### [What the task asks]
Convert every line of the material below into a JSON list of strings, one string per line, skipping blank lines and leaving out the pictures.

····················

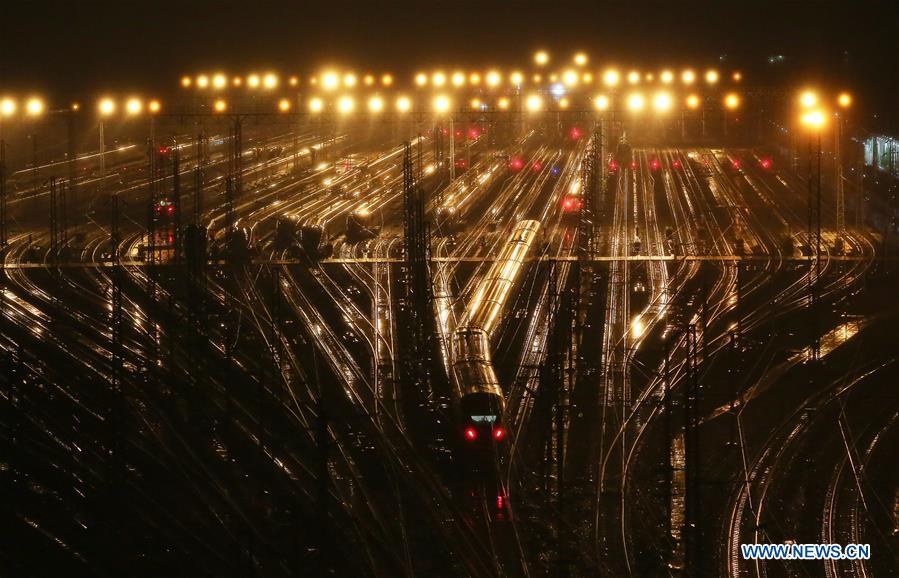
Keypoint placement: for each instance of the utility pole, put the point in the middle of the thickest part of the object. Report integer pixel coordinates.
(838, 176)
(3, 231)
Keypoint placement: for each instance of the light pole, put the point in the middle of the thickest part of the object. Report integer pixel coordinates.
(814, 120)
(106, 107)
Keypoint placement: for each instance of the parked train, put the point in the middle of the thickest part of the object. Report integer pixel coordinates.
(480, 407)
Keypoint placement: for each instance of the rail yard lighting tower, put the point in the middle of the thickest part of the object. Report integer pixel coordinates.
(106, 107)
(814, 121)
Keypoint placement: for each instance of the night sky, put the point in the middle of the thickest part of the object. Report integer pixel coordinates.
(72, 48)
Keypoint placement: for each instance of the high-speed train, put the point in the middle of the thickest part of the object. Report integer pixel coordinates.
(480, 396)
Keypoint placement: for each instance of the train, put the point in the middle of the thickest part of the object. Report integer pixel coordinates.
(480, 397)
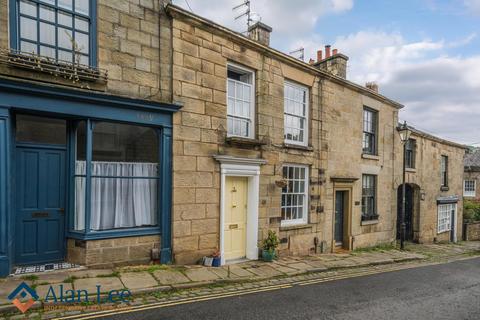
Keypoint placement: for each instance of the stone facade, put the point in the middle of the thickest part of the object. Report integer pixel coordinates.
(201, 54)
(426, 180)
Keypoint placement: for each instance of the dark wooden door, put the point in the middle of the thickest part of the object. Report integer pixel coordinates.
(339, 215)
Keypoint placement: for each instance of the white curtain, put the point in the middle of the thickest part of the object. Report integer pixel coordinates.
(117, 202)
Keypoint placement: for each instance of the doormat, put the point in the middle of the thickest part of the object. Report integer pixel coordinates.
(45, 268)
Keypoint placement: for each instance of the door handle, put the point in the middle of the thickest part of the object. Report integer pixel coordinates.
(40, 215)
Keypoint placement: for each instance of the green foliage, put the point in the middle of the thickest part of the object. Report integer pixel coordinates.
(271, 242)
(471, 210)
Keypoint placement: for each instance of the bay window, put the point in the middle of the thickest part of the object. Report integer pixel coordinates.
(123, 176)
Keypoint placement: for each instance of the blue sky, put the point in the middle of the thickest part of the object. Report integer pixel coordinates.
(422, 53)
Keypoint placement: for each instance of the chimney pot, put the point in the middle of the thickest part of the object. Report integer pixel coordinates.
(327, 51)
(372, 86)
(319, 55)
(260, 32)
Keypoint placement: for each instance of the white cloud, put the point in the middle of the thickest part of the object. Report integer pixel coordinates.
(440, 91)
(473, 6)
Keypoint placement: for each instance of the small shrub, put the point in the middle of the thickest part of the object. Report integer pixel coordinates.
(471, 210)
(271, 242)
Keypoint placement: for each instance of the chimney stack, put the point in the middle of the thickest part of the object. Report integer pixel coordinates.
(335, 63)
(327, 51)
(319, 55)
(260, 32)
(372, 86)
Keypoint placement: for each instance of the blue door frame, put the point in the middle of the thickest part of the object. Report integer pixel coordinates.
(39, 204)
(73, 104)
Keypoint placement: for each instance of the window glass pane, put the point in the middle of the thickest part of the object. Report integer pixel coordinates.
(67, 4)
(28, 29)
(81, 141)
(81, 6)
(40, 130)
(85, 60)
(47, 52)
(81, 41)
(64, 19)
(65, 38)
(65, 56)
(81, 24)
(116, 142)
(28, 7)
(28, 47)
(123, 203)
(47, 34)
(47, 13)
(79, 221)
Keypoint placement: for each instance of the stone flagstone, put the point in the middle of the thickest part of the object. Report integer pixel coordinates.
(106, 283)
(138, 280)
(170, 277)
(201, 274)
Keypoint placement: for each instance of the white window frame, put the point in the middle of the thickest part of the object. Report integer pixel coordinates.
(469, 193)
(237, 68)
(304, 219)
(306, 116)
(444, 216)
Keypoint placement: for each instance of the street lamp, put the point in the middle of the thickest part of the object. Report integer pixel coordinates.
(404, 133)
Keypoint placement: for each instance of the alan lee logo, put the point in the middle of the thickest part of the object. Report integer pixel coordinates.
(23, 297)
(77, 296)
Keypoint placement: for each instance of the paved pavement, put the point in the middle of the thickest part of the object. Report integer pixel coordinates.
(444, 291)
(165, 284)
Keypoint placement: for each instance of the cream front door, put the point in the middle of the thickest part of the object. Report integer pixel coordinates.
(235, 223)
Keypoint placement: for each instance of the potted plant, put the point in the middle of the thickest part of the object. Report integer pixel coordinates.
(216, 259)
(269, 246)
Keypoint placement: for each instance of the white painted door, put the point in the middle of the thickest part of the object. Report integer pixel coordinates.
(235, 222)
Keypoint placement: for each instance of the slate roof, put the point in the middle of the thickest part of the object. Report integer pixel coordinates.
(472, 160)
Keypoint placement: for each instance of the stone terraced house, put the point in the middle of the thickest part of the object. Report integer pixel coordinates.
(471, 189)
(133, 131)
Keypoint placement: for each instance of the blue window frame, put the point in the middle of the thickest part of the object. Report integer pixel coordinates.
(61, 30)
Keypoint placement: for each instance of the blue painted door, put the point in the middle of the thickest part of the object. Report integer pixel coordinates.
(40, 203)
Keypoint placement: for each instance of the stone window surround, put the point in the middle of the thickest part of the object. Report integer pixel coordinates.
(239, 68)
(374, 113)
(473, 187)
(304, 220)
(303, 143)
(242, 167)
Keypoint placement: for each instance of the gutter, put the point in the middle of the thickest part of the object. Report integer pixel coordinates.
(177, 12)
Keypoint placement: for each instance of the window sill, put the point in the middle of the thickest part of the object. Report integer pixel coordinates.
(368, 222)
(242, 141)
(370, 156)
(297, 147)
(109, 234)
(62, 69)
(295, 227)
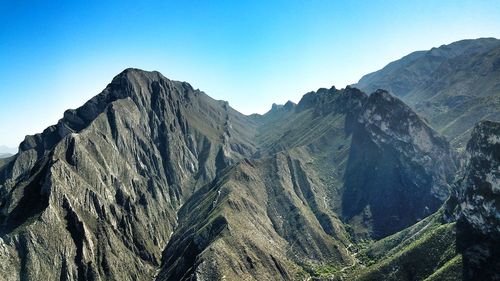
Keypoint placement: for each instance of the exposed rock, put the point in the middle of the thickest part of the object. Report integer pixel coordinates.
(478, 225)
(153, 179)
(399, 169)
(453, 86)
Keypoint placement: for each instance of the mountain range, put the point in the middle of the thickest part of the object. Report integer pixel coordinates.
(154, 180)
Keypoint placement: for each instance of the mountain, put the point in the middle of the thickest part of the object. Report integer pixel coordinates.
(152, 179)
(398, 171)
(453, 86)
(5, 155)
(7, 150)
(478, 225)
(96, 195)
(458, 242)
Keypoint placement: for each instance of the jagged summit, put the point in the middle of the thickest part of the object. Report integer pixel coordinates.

····················

### [Answer]
[
  "Keypoint placement: for each instance of the utility pole, put the point in the middle of the thickest part of the object. Report integer pixel coordinates.",
  "(838, 176)",
  "(3, 231)",
  "Keypoint placement: for each instance of the light pole, put the point in the middle of the thickest part of the object. Report integer pixel coordinates.",
  "(814, 120)",
  "(106, 107)",
  "Keypoint placement: for each instance of the parked train, put the point in the middle of the thickest part of the object. Report integer pixel coordinates.",
  "(480, 407)",
  "Keypoint placement: for each instance of the rail yard lighting tower, put the point in the middle of the thickest part of the object. Report integer pixel coordinates.",
  "(106, 107)",
  "(814, 121)",
  "Keypoint placement: for each instance of the night sky, put the point in the middle of the thickest part of the object. Report integer pixel coordinates.",
  "(72, 48)",
  "Keypoint placement: for each instance of the high-speed train, put the point in the middle of the thickest part of the object. Report integer pixel coordinates.",
  "(480, 396)",
  "Keypoint placement: for each instance of the train, put the point in the middle of the thickest part of the object. Report integer pixel coordinates.",
  "(480, 397)",
  "Keypoint placement: for each instance of the stone facade, put the point in the middle of the thickest part of the object. Report integer pixel coordinates.",
  "(201, 54)",
  "(426, 180)",
  "Keypoint placement: for each instance of the dark wooden door, put the point in the middle of the thickest part of the object. Report integer pixel coordinates.",
  "(339, 215)",
  "Keypoint placement: for each instance of the white curtain, put the point in the middle of the thickest part of the object. Report integer pixel coordinates.",
  "(117, 202)",
  "Keypoint placement: for each instance of the doormat, put the point in the middle of the thickest part of the object. Report integer pixel coordinates.",
  "(45, 268)",
  "Keypoint placement: for each instance of the door handle, put the point in the middle of the thickest part of the object. Report integer pixel coordinates.",
  "(40, 215)",
  "Keypoint placement: for each instance of the green foliage, put the point in the middle of the thickest part of the object. Report integer pixel coordinates.",
  "(271, 242)",
  "(471, 210)",
  "Keypoint placement: for each instance of the bay window, put the point in the middle of the thickest part of the object. Report integer pixel coordinates.",
  "(123, 176)",
  "Keypoint placement: for each instance of the blue sky, put the point in the middle of the thickest part of the object. Report integer pixel coordinates.",
  "(422, 53)",
  "Keypoint placement: for each instance of the chimney pot, put the point in the middle of the thickest part of the object. Report integer pixel coordinates.",
  "(327, 51)",
  "(372, 86)",
  "(319, 55)",
  "(260, 32)",
  "Keypoint placement: for each instance of the white cloud, put the point in the middle of the thickest part of the object. Report integer pixel coordinates.",
  "(440, 91)",
  "(473, 6)",
  "Keypoint placement: for each instance of the small shrub, put the point in the middle of the thickest part of the object. Report integer pixel coordinates.",
  "(471, 210)",
  "(271, 242)",
  "Keypoint placement: for each instance of the chimney stack, put the point in the middle of the thickest part of the object. Report integer pixel coordinates.",
  "(335, 63)",
  "(327, 51)",
  "(319, 55)",
  "(260, 32)",
  "(372, 86)",
  "Keypoint placement: for each instance of the blue door frame, put the point in the middle of the thickest part of the object. Report integer pixel coordinates.",
  "(39, 204)",
  "(73, 104)",
  "Keypoint placement: for each instance of the window glass pane, put the point in the middle of the thickest part of the object. Report integer pixel coordinates.",
  "(67, 4)",
  "(28, 29)",
  "(81, 141)",
  "(81, 6)",
  "(40, 130)",
  "(85, 60)",
  "(47, 52)",
  "(81, 41)",
  "(64, 19)",
  "(65, 38)",
  "(65, 56)",
  "(81, 24)",
  "(116, 142)",
  "(28, 7)",
  "(28, 47)",
  "(123, 203)",
  "(47, 34)",
  "(47, 13)",
  "(79, 221)",
  "Keypoint placement: for each instance of the stone flagstone, put the point in the middle of the thickest part of the object. Report integer pixel coordinates.",
  "(106, 283)",
  "(138, 280)",
  "(170, 277)",
  "(201, 274)",
  "Keypoint placement: for each instance of the white window frame, put the point in the middle of the thickest part of the object. Report integer pixel coordinates.",
  "(469, 193)",
  "(237, 68)",
  "(304, 219)",
  "(306, 116)",
  "(444, 216)",
  "Keypoint placement: for each instance of the street lamp, put the point in the middle of the thickest part of the object. Report integer pixel coordinates.",
  "(404, 133)",
  "Keypoint placement: for each instance of the alan lee logo, put the point in the middle of the thickest part of the object. Report integer pixel coordinates.",
  "(23, 297)",
  "(77, 296)",
  "Keypoint placement: for each instance of the paved pavement, put the point in the middle of the thickest part of the object. Report integer pixel coordinates.",
  "(444, 291)",
  "(165, 284)",
  "Keypoint placement: for each instance of the cream front door, put the point in the middle of the thickest part of the object. Report integer pixel coordinates.",
  "(235, 223)",
  "Keypoint placement: for each instance of the potted plant, put the point in the middle of the thickest part of the object. Report integer pixel coordinates.",
  "(216, 259)",
  "(269, 246)",
  "Keypoint placement: for each instance of the white painted door, put the point in the middle of the thickest part of the object. Report integer pixel coordinates.",
  "(235, 222)",
  "Keypoint placement: for each instance of the slate roof, put the point in the middle of the thickest part of the object. Report integer pixel coordinates.",
  "(472, 160)",
  "Keypoint placement: for each instance of the stone terraced house, put the point in the middle of the thickest part of the object. Report integer pixel coordinates.",
  "(471, 189)",
  "(133, 131)",
  "Keypoint placement: for each instance of the blue window frame, put the point in the middle of the thickest part of the object. Report integer pixel coordinates.",
  "(61, 30)",
  "Keypoint placement: for each instance of the blue painted door, put the point in the middle of the thickest part of the object. Report integer pixel coordinates.",
  "(40, 203)",
  "Keypoint placement: for each instance of the stone window surround, put the point in the middle of the thickest part of the object. Report integer pixel coordinates.",
  "(239, 68)",
  "(374, 113)",
  "(473, 187)",
  "(304, 220)",
  "(303, 143)",
  "(242, 167)",
  "Keypoint placement: for each instance of the gutter, put the point in the middle of the thickest part of the object. Report integer pixel coordinates.",
  "(177, 12)",
  "Keypoint placement: for each instance of the window sill, put the point in the middle of the thickest part of the object. Report integer pixel coordinates.",
  "(368, 222)",
  "(242, 141)",
  "(370, 156)",
  "(297, 147)",
  "(109, 234)",
  "(62, 69)",
  "(295, 227)",
  "Keypoint placement: for each instance of the exposed rock, put the point in the middle of the thickest part of the object. Report integer pixel coordinates.",
  "(478, 225)",
  "(153, 179)",
  "(399, 169)",
  "(453, 86)",
  "Keypoint placement: for each instance of the mountain range, put the point in the middle of the thickest part of the object. Report integer pixel coordinates.",
  "(154, 180)",
  "Keypoint placement: for each instance of the mountain, put the point in the middle of the thickest part of the object. Report integer pixel coordinates.",
  "(152, 179)",
  "(398, 171)",
  "(453, 86)",
  "(5, 155)",
  "(7, 150)",
  "(478, 225)",
  "(96, 195)",
  "(458, 242)",
  "Keypoint placement: for each instance of the jagged summit, put the point in the middle of the thickest part of the object. Report integer pixel coordinates."
]